▶ **Excerpt**
□ □ □ □ □

Just a reminder: You can get more information on ordering 52 Stories in 52 Weeks here. This collection is a true treasure trove of damn good writing.

20 thoughts on “A Different Kind of Book Review: 52 Stories in 52 Weeks by Phillip McCollum #bookreview #Mondayblogs

  1. You remind me of my advice to students about reading assignments: read the story for the story, then go back and reread for how and why and what the author is accomplishing. With novels, no one in high school will read twice and I never expected them to, and I conceded that (literally told them that I did not expect it) while offering strategies to allow them to both enjoy the reading and gather information about it.

    Liked by 2 people

    1. Definitely the advantage of short stories is (usually) you can reread them in a short space of time, not so much novels. I’m a slow reader and rarely could I finish an assigned novel even once through, knowing that some analysis would be expected. It took a bit of the pleasure away from reading, even though I know that wasn’t the intent of the professor.

□ □ □ □ □

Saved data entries
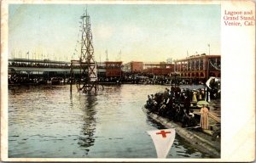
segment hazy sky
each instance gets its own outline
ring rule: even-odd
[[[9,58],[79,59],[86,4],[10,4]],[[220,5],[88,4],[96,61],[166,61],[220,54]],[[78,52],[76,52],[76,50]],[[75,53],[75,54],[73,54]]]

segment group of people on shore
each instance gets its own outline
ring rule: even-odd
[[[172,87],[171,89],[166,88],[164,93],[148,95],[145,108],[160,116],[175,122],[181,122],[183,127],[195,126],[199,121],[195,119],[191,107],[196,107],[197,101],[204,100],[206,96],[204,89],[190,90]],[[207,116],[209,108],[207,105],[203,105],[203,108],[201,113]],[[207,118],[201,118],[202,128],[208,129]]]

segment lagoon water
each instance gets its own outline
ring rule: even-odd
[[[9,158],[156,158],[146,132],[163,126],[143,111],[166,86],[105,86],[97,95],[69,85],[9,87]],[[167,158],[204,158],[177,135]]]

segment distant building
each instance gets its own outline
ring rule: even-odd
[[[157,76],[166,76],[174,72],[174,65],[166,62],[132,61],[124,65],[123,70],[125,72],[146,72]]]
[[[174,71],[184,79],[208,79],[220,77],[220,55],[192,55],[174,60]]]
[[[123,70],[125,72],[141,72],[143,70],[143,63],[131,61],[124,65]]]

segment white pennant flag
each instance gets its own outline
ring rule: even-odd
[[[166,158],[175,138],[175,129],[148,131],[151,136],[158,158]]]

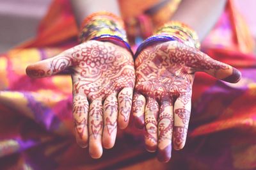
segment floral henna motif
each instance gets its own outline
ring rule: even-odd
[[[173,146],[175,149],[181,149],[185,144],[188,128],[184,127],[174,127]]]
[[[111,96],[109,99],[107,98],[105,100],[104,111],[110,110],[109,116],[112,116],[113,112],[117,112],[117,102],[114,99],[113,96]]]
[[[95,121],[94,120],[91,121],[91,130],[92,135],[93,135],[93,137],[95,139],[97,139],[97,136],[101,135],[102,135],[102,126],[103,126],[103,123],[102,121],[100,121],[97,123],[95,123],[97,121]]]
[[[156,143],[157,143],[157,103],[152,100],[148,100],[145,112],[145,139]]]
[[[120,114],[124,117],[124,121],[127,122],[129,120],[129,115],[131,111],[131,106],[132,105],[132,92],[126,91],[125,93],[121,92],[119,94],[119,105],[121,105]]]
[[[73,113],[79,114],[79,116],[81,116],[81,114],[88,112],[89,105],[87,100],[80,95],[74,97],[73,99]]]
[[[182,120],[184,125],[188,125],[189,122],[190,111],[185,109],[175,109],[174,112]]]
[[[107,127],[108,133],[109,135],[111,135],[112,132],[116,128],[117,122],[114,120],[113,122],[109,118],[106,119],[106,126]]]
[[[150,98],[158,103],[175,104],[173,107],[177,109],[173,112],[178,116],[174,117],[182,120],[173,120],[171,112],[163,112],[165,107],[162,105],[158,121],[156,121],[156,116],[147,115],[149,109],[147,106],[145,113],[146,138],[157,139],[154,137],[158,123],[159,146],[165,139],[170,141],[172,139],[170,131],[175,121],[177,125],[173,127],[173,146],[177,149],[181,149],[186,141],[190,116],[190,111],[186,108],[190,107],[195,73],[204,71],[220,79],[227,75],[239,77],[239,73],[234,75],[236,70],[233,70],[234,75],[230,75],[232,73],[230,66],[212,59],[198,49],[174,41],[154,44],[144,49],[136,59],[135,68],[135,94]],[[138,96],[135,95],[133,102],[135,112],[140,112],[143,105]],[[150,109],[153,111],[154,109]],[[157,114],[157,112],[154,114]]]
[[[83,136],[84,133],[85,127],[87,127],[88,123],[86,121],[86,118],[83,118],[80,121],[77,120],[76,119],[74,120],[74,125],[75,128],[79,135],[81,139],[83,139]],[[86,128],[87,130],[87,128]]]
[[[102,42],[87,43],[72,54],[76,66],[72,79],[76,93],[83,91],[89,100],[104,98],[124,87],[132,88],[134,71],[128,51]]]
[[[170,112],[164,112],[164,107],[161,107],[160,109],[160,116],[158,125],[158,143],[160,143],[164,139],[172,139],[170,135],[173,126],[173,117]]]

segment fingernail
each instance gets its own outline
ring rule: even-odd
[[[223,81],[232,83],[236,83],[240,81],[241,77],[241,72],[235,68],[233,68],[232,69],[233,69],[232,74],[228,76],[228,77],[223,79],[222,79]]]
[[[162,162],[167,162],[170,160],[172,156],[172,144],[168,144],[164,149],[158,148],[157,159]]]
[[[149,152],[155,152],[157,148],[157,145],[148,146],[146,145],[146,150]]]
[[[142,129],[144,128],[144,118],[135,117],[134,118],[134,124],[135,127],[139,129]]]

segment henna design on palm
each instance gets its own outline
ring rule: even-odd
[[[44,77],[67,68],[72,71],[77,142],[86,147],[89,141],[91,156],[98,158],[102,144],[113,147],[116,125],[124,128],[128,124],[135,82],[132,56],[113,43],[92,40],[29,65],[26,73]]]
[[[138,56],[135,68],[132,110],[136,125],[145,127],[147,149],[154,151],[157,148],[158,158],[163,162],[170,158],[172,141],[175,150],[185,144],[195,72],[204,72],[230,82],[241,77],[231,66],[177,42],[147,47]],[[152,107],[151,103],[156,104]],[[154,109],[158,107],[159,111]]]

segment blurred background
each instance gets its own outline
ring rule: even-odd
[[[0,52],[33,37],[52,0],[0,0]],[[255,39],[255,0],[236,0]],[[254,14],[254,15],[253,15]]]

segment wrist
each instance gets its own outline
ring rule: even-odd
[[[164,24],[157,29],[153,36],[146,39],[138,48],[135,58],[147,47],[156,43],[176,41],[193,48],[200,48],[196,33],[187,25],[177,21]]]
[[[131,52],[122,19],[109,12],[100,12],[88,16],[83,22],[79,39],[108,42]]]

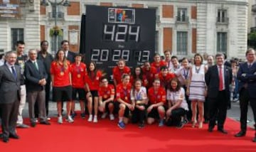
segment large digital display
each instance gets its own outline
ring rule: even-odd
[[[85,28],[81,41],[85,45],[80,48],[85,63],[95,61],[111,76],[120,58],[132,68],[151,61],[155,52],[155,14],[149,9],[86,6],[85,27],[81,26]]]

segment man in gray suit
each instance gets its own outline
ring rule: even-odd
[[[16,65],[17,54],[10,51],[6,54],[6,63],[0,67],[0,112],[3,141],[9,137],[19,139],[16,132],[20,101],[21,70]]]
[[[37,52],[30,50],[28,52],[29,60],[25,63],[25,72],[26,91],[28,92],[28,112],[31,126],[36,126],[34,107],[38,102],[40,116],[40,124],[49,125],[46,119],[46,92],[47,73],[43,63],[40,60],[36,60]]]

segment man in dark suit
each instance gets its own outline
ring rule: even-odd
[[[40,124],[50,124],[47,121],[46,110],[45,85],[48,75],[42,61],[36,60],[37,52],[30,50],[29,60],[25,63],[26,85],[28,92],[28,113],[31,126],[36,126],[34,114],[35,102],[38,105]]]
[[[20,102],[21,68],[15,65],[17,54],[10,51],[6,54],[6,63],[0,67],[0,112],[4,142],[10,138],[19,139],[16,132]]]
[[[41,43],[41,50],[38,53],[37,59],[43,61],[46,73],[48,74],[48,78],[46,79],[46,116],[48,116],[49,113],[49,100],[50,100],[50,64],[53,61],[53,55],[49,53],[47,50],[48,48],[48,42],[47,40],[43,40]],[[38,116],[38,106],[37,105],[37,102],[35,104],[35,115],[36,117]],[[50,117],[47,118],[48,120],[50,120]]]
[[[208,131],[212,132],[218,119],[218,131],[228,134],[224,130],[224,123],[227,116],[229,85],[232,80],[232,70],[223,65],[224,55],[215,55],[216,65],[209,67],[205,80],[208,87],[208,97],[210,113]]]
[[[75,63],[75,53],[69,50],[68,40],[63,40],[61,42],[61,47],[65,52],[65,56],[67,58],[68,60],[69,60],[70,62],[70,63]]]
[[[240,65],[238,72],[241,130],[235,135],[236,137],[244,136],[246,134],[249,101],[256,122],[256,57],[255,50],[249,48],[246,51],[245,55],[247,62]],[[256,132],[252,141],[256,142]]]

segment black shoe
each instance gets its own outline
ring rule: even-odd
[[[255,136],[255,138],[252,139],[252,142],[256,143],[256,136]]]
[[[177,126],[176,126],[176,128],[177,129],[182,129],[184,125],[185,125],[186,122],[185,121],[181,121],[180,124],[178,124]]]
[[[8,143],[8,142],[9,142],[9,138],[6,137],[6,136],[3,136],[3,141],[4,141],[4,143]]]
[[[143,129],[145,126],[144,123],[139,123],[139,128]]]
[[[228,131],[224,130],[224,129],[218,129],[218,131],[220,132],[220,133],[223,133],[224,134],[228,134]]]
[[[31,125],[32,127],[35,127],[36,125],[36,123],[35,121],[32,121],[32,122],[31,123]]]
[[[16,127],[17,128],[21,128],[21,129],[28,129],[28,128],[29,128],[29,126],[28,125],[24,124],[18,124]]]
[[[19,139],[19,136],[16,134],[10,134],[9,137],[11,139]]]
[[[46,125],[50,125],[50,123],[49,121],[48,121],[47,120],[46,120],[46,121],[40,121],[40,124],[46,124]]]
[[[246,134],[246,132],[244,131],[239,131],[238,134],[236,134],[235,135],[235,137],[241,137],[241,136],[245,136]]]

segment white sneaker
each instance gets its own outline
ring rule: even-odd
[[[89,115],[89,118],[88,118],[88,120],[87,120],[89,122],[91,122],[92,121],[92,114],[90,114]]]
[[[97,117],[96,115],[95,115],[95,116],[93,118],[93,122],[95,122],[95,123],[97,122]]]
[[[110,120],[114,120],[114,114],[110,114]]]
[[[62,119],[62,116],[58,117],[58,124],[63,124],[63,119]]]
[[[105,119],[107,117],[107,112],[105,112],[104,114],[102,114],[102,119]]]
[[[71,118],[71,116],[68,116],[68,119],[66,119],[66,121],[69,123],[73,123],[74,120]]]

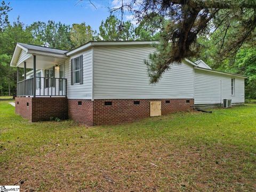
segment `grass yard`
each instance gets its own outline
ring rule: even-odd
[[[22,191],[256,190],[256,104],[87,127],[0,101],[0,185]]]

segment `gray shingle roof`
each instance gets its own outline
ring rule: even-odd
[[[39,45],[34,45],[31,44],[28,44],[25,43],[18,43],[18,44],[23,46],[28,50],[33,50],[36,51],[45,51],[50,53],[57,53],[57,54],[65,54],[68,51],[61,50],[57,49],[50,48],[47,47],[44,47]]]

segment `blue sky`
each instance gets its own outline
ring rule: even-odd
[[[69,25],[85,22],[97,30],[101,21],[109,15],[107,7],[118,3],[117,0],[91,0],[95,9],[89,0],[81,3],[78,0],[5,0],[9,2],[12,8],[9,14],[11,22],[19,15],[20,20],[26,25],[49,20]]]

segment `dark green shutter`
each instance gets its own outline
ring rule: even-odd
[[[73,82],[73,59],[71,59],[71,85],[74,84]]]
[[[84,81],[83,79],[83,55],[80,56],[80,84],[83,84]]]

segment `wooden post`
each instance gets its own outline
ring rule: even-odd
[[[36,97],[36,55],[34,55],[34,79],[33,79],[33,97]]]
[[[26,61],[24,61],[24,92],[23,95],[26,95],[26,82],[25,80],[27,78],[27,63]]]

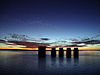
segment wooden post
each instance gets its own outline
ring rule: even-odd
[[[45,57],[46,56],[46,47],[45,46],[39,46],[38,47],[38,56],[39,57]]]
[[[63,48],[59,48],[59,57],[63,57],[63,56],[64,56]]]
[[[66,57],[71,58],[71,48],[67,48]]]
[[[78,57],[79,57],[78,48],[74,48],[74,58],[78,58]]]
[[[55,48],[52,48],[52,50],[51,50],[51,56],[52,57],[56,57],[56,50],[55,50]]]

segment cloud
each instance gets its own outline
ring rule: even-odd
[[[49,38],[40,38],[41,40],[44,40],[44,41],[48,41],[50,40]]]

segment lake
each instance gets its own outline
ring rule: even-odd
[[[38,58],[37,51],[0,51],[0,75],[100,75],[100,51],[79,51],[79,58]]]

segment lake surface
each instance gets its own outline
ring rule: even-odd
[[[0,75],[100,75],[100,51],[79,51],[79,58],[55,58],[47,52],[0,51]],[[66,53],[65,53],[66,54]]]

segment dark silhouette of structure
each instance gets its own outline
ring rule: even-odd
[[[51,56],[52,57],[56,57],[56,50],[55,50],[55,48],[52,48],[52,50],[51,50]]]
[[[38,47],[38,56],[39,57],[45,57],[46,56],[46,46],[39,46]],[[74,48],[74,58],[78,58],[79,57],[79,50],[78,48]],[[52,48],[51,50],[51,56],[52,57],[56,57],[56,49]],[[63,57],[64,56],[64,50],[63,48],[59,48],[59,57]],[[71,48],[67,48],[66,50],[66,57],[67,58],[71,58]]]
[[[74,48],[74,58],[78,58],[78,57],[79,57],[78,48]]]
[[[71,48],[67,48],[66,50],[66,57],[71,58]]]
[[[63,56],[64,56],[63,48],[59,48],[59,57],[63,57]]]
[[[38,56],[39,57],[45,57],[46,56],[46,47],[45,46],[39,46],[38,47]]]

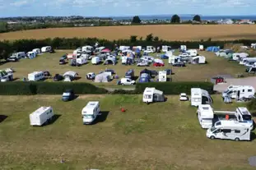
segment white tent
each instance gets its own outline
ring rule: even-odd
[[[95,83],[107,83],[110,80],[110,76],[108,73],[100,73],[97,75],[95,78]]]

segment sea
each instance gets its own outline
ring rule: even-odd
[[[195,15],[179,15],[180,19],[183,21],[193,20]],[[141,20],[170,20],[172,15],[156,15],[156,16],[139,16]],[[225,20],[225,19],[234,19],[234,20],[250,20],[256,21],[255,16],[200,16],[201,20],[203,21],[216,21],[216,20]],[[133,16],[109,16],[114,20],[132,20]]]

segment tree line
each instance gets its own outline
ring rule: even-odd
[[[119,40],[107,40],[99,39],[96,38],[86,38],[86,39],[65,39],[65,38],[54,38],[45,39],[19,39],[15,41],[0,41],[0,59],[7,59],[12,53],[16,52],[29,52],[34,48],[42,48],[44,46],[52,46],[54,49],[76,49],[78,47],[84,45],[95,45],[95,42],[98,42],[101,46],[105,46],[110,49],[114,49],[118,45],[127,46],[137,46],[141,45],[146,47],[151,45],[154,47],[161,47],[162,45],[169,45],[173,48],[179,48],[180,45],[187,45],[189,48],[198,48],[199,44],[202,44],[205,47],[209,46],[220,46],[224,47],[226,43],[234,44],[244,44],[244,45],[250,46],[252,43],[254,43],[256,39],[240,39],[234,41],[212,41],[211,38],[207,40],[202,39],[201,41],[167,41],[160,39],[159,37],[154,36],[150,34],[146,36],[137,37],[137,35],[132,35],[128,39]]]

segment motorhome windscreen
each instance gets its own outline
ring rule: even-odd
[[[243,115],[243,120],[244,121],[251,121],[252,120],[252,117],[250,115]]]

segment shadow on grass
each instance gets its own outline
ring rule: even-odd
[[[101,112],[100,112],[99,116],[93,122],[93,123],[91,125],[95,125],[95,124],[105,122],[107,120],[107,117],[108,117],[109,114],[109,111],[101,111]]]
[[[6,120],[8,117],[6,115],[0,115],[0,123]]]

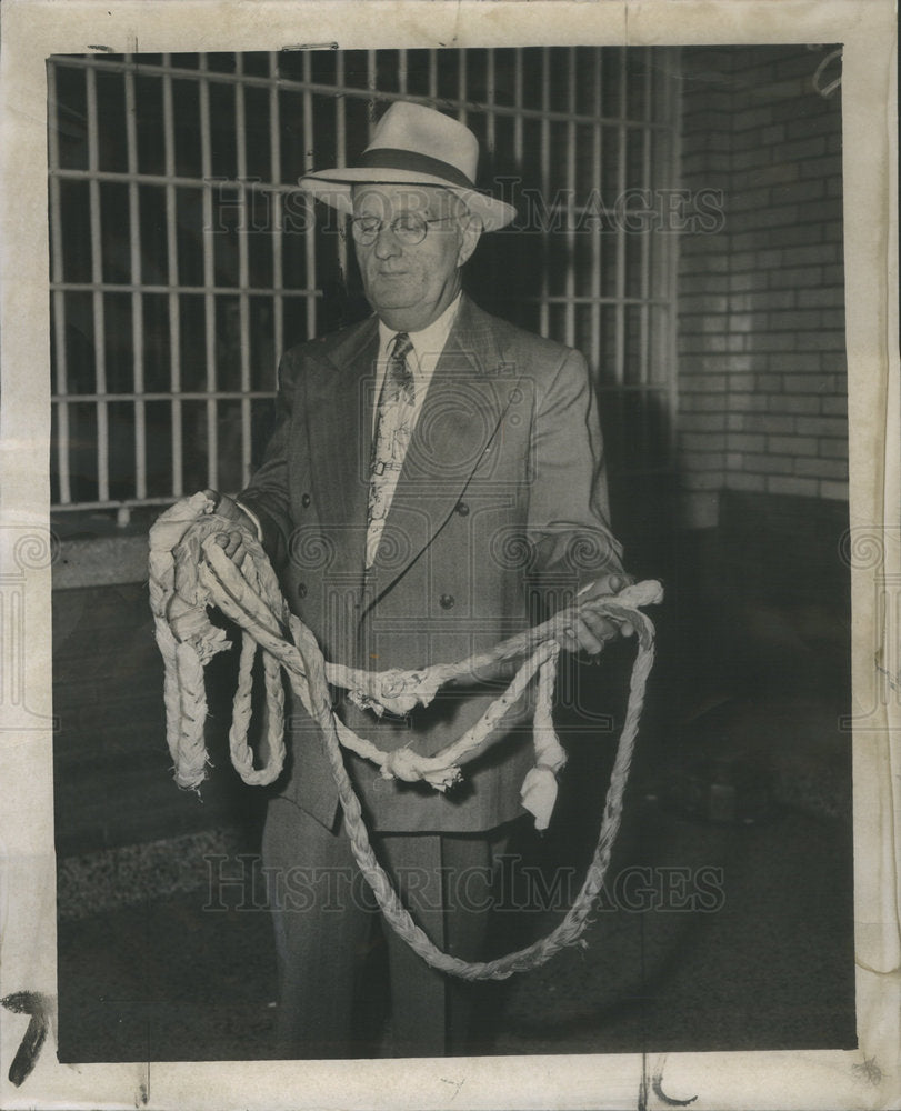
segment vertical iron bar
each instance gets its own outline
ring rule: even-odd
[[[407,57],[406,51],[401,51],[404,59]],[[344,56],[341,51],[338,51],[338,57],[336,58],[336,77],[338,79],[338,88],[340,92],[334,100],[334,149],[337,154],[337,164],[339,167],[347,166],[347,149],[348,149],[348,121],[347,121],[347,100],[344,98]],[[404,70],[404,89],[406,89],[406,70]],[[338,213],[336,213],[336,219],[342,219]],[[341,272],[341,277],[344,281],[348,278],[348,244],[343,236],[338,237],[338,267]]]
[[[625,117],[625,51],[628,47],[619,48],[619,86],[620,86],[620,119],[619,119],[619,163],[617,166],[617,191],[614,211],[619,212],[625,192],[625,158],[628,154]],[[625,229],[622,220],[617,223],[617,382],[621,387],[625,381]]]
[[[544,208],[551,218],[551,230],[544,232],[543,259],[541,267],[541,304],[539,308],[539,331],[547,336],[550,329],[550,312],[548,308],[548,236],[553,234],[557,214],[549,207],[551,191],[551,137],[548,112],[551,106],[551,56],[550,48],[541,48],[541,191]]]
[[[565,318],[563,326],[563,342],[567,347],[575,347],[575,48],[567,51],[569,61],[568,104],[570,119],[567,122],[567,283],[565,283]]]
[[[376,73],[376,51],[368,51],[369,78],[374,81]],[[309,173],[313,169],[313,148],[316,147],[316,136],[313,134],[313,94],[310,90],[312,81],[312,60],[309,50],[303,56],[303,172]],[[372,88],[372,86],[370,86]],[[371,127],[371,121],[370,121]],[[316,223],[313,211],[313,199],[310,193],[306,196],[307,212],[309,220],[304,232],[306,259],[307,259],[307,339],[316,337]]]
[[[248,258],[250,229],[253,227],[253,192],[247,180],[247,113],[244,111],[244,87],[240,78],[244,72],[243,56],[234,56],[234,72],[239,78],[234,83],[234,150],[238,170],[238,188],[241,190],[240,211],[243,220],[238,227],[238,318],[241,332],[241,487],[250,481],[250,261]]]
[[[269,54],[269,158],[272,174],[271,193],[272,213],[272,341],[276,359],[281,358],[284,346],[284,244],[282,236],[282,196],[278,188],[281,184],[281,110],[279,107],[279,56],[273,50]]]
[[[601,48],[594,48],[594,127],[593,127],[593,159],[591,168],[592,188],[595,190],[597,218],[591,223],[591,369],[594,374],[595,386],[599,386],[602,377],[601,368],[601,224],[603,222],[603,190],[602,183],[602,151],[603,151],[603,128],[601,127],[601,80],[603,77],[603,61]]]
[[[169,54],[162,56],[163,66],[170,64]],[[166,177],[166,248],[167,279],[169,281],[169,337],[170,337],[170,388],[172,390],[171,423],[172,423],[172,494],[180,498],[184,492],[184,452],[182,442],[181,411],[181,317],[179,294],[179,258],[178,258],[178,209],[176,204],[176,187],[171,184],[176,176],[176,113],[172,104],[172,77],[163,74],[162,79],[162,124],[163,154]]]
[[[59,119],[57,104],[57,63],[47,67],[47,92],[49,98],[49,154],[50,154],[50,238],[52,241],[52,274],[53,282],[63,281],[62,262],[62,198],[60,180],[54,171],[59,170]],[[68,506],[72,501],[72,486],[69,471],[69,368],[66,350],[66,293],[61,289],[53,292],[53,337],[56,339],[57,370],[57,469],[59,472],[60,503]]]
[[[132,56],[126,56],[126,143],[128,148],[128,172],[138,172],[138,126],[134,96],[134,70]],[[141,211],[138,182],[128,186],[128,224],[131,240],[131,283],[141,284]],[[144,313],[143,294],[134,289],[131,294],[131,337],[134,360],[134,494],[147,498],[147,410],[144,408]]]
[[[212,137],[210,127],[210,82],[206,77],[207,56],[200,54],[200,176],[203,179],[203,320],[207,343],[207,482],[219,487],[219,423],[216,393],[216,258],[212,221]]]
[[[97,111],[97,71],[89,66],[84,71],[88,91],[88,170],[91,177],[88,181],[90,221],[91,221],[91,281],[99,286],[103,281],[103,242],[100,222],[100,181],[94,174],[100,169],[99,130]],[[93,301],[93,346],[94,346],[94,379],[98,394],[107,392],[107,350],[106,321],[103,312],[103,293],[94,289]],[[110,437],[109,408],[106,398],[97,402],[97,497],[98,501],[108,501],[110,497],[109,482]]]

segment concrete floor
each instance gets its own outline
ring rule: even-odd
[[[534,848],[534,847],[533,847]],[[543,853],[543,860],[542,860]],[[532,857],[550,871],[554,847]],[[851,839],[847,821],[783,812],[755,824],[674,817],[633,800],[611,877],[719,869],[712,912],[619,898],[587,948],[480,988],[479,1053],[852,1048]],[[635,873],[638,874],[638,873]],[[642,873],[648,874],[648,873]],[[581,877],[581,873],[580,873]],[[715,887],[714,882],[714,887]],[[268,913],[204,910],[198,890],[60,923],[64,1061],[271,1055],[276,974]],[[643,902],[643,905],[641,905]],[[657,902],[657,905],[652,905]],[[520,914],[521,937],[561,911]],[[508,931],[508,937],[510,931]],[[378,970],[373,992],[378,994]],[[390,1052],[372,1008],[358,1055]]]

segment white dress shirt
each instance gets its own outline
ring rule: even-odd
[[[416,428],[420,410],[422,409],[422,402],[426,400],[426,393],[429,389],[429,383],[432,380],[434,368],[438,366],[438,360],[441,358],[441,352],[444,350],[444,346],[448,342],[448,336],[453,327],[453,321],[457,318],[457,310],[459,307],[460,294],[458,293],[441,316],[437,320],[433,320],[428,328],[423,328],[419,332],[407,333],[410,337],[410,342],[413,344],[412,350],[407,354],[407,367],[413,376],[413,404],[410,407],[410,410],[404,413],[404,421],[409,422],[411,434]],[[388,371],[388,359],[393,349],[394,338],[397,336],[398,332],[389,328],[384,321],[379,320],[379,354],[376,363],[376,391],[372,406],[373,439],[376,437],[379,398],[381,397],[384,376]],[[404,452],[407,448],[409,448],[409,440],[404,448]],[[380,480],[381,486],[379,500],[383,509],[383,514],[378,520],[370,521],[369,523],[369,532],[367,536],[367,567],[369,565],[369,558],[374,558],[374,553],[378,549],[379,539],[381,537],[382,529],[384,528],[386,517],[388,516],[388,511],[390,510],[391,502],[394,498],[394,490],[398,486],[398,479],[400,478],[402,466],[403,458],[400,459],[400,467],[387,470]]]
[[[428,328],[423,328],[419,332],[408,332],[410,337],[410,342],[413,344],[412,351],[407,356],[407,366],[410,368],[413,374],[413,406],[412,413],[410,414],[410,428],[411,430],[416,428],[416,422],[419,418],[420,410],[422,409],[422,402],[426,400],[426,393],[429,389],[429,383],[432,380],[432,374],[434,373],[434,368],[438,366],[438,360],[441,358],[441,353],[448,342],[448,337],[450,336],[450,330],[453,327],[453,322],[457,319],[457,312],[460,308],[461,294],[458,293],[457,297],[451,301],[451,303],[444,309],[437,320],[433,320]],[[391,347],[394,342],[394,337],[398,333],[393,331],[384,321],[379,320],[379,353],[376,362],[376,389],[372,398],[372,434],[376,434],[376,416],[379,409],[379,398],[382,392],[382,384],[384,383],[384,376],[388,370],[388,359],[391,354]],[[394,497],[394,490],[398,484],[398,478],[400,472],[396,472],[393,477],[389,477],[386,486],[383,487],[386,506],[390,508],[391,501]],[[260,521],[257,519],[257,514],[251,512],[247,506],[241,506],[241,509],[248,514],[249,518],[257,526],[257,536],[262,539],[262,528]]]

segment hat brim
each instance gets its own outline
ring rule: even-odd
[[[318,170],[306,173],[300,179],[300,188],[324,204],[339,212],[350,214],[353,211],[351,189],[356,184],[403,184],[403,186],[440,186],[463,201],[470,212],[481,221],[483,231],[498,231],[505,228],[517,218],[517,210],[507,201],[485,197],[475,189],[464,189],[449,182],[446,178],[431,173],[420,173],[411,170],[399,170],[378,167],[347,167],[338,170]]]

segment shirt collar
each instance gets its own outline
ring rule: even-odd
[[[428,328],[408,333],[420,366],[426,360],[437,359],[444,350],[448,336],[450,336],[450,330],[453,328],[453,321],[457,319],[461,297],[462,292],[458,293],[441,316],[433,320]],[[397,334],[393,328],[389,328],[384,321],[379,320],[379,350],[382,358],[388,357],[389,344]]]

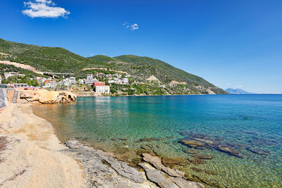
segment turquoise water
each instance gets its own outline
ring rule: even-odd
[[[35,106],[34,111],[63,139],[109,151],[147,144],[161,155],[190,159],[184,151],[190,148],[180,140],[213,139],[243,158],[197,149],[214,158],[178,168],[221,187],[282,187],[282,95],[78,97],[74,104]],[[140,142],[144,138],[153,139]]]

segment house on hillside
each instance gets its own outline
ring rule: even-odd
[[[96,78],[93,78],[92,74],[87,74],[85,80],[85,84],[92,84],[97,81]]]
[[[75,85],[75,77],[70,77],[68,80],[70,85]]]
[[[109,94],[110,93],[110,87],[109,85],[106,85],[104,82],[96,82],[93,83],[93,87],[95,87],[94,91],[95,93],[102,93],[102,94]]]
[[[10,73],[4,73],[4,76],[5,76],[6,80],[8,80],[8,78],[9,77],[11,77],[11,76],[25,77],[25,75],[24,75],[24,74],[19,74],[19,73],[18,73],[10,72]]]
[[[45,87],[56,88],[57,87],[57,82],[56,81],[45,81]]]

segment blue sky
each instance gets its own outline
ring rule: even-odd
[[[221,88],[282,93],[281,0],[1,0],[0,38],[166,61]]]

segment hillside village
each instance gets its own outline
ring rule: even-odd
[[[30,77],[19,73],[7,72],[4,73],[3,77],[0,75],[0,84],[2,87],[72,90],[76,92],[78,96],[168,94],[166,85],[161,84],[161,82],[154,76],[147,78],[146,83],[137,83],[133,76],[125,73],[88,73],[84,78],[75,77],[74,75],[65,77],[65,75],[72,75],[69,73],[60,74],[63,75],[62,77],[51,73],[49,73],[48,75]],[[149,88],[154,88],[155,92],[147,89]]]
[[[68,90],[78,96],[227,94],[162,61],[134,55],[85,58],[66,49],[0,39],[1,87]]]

□ □ □ □ □

▶ **Work to complete**
Copy out the book review excerpt word for word, from its first line to its last.

▶ **Solution for this task**
Just a reminder: You can get more information on ordering 52 Stories in 52 Weeks here. This collection is a true treasure trove of damn good writing.

20 thoughts on “A Different Kind of Book Review: 52 Stories in 52 Weeks by Phillip McCollum #bookreview #Mondayblogs

  1. You remind me of my advice to students about reading assignments: read the story for the story, then go back and reread for how and why and what the author is accomplishing. With novels, no one in high school will read twice and I never expected them to, and I conceded that (literally told them that I did not expect it) while offering strategies to allow them to both enjoy the reading and gather information about it.

    Liked by 2 people

    1. Definitely the advantage of short stories is (usually) you can reread them in a short space of time, not so much novels. I’m a slow reader and rarely could I finish an assigned novel even once through, knowing that some analysis would be expected. It took a bit of the pleasure away from reading, even though I know that wasn’t the intent of the professor.